### Goal of the exercise
Set out exactly every line of the entries below, starting at the line that holds "[detect] cobblestone courtyard" and stopping after the line that holds "[detect] van headlight".

### Data supplied

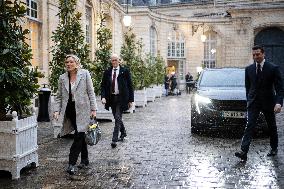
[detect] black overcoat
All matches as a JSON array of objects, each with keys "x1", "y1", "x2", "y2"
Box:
[
  {"x1": 245, "y1": 61, "x2": 284, "y2": 110},
  {"x1": 101, "y1": 66, "x2": 134, "y2": 111}
]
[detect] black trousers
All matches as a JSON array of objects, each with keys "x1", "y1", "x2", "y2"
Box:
[
  {"x1": 111, "y1": 95, "x2": 126, "y2": 142},
  {"x1": 241, "y1": 102, "x2": 278, "y2": 152},
  {"x1": 65, "y1": 101, "x2": 88, "y2": 165},
  {"x1": 186, "y1": 83, "x2": 191, "y2": 94}
]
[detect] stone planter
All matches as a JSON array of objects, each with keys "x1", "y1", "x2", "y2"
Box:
[
  {"x1": 134, "y1": 88, "x2": 147, "y2": 107},
  {"x1": 153, "y1": 85, "x2": 163, "y2": 98},
  {"x1": 146, "y1": 87, "x2": 156, "y2": 102},
  {"x1": 0, "y1": 111, "x2": 39, "y2": 179},
  {"x1": 96, "y1": 97, "x2": 114, "y2": 122}
]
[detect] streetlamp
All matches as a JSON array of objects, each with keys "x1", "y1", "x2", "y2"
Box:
[{"x1": 123, "y1": 0, "x2": 131, "y2": 27}]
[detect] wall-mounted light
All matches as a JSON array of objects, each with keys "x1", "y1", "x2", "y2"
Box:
[
  {"x1": 201, "y1": 34, "x2": 207, "y2": 42},
  {"x1": 201, "y1": 24, "x2": 207, "y2": 42},
  {"x1": 192, "y1": 23, "x2": 207, "y2": 42},
  {"x1": 123, "y1": 0, "x2": 131, "y2": 27}
]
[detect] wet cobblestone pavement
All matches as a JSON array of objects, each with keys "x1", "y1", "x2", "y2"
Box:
[{"x1": 1, "y1": 94, "x2": 284, "y2": 188}]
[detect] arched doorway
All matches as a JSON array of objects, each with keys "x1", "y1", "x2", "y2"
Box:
[{"x1": 254, "y1": 27, "x2": 284, "y2": 81}]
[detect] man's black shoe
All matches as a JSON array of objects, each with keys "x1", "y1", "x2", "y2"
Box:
[
  {"x1": 267, "y1": 149, "x2": 278, "y2": 157},
  {"x1": 235, "y1": 151, "x2": 247, "y2": 161},
  {"x1": 118, "y1": 133, "x2": 127, "y2": 142},
  {"x1": 66, "y1": 164, "x2": 75, "y2": 175},
  {"x1": 111, "y1": 142, "x2": 117, "y2": 148},
  {"x1": 78, "y1": 159, "x2": 89, "y2": 169}
]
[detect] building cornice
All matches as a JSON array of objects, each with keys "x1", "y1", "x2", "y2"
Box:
[{"x1": 128, "y1": 7, "x2": 231, "y2": 24}]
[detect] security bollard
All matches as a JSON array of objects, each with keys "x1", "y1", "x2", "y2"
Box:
[{"x1": 37, "y1": 84, "x2": 51, "y2": 122}]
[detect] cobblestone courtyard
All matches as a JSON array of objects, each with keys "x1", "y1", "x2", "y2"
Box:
[{"x1": 0, "y1": 94, "x2": 284, "y2": 188}]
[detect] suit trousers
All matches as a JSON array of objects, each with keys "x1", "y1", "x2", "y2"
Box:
[
  {"x1": 111, "y1": 95, "x2": 126, "y2": 142},
  {"x1": 241, "y1": 102, "x2": 278, "y2": 152},
  {"x1": 65, "y1": 101, "x2": 88, "y2": 165}
]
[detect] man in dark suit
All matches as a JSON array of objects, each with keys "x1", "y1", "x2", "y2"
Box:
[
  {"x1": 235, "y1": 45, "x2": 284, "y2": 161},
  {"x1": 101, "y1": 54, "x2": 134, "y2": 148}
]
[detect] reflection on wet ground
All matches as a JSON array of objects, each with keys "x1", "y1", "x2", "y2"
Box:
[{"x1": 0, "y1": 94, "x2": 283, "y2": 188}]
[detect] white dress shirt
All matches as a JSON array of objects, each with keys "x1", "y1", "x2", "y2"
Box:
[{"x1": 112, "y1": 66, "x2": 120, "y2": 94}]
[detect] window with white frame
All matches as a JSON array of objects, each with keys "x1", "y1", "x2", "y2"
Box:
[
  {"x1": 26, "y1": 0, "x2": 38, "y2": 19},
  {"x1": 203, "y1": 31, "x2": 217, "y2": 68},
  {"x1": 167, "y1": 30, "x2": 185, "y2": 58},
  {"x1": 150, "y1": 26, "x2": 157, "y2": 57},
  {"x1": 85, "y1": 7, "x2": 92, "y2": 44}
]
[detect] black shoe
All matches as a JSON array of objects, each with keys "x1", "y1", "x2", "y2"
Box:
[
  {"x1": 235, "y1": 151, "x2": 247, "y2": 161},
  {"x1": 77, "y1": 159, "x2": 89, "y2": 169},
  {"x1": 66, "y1": 164, "x2": 75, "y2": 175},
  {"x1": 267, "y1": 149, "x2": 278, "y2": 157},
  {"x1": 118, "y1": 133, "x2": 127, "y2": 142},
  {"x1": 111, "y1": 142, "x2": 117, "y2": 148}
]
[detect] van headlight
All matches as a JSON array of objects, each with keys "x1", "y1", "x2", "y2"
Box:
[{"x1": 194, "y1": 94, "x2": 212, "y2": 114}]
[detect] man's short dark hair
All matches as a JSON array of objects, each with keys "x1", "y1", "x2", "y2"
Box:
[{"x1": 252, "y1": 45, "x2": 264, "y2": 53}]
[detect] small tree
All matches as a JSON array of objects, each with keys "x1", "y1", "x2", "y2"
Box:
[
  {"x1": 144, "y1": 54, "x2": 155, "y2": 88},
  {"x1": 49, "y1": 0, "x2": 92, "y2": 93},
  {"x1": 0, "y1": 0, "x2": 42, "y2": 120},
  {"x1": 154, "y1": 55, "x2": 166, "y2": 85},
  {"x1": 92, "y1": 14, "x2": 112, "y2": 94},
  {"x1": 121, "y1": 28, "x2": 147, "y2": 90},
  {"x1": 143, "y1": 54, "x2": 165, "y2": 87}
]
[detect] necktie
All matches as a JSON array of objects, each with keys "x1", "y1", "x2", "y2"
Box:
[
  {"x1": 111, "y1": 69, "x2": 117, "y2": 93},
  {"x1": 257, "y1": 63, "x2": 261, "y2": 75},
  {"x1": 256, "y1": 63, "x2": 262, "y2": 88}
]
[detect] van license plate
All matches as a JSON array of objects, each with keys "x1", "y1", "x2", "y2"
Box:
[{"x1": 223, "y1": 111, "x2": 246, "y2": 118}]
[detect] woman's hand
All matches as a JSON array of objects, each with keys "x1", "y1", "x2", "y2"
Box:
[
  {"x1": 53, "y1": 112, "x2": 59, "y2": 120},
  {"x1": 101, "y1": 98, "x2": 106, "y2": 104},
  {"x1": 91, "y1": 110, "x2": 96, "y2": 118}
]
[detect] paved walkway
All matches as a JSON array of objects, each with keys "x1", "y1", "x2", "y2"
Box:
[{"x1": 0, "y1": 94, "x2": 284, "y2": 188}]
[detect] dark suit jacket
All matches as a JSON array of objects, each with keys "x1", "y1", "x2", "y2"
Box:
[
  {"x1": 245, "y1": 61, "x2": 284, "y2": 110},
  {"x1": 101, "y1": 66, "x2": 134, "y2": 111}
]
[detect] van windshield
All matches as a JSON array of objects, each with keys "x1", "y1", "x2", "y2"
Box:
[{"x1": 199, "y1": 69, "x2": 245, "y2": 87}]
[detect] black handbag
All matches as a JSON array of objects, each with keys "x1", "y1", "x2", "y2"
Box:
[{"x1": 85, "y1": 117, "x2": 101, "y2": 146}]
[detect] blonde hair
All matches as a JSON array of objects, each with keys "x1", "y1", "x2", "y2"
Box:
[{"x1": 65, "y1": 54, "x2": 81, "y2": 69}]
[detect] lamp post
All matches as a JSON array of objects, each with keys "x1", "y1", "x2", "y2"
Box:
[{"x1": 123, "y1": 0, "x2": 131, "y2": 27}]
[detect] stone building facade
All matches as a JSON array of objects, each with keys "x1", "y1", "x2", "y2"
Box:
[
  {"x1": 25, "y1": 0, "x2": 284, "y2": 90},
  {"x1": 126, "y1": 0, "x2": 284, "y2": 89}
]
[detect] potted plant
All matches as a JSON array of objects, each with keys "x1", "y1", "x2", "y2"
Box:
[
  {"x1": 121, "y1": 29, "x2": 147, "y2": 108},
  {"x1": 0, "y1": 0, "x2": 43, "y2": 179},
  {"x1": 144, "y1": 54, "x2": 157, "y2": 102},
  {"x1": 153, "y1": 55, "x2": 166, "y2": 98},
  {"x1": 92, "y1": 12, "x2": 114, "y2": 120}
]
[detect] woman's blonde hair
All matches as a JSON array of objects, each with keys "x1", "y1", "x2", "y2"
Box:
[{"x1": 65, "y1": 54, "x2": 82, "y2": 69}]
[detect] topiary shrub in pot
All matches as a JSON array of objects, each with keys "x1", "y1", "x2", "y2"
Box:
[{"x1": 0, "y1": 0, "x2": 43, "y2": 179}]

### Output of the exercise
[detect] cobblestone courtyard
All matches as a JSON array of objects, each with keys "x1", "y1", "x2", "y2"
Box:
[{"x1": 0, "y1": 94, "x2": 284, "y2": 188}]
[detect] suit trousers
All matches as a JSON array of objects, each with keys "x1", "y1", "x2", "y2"
Box:
[
  {"x1": 111, "y1": 95, "x2": 126, "y2": 142},
  {"x1": 241, "y1": 102, "x2": 278, "y2": 152},
  {"x1": 65, "y1": 101, "x2": 88, "y2": 165}
]
[detect] man in dark suit
All matches as a JSON array of objects, each with keys "x1", "y1", "x2", "y2"
Box:
[
  {"x1": 235, "y1": 45, "x2": 284, "y2": 161},
  {"x1": 101, "y1": 54, "x2": 134, "y2": 148}
]
[detect] reflection on wet ground
All matches as a JSON array of objects, each with keys "x1", "y1", "x2", "y2"
Box:
[{"x1": 0, "y1": 94, "x2": 283, "y2": 188}]
[detect] white dress shirt
All matches as a JSON array of objects, each with keys "x1", "y1", "x2", "y2"
Box:
[{"x1": 112, "y1": 66, "x2": 120, "y2": 94}]
[detect] window with white frame
All matches as a JSON array of objects, each with keys "x1", "y1", "x2", "y2"
Box:
[
  {"x1": 26, "y1": 0, "x2": 38, "y2": 19},
  {"x1": 203, "y1": 31, "x2": 217, "y2": 68},
  {"x1": 167, "y1": 30, "x2": 185, "y2": 58},
  {"x1": 150, "y1": 26, "x2": 157, "y2": 57},
  {"x1": 85, "y1": 7, "x2": 92, "y2": 44}
]
[detect] black shoe
All matches as a JSON array of objects, each with keys "x1", "y1", "x2", "y2"
Box:
[
  {"x1": 235, "y1": 151, "x2": 247, "y2": 161},
  {"x1": 77, "y1": 159, "x2": 89, "y2": 169},
  {"x1": 66, "y1": 164, "x2": 75, "y2": 175},
  {"x1": 267, "y1": 149, "x2": 278, "y2": 157},
  {"x1": 118, "y1": 133, "x2": 127, "y2": 142},
  {"x1": 111, "y1": 142, "x2": 117, "y2": 148}
]
[detect] van headlight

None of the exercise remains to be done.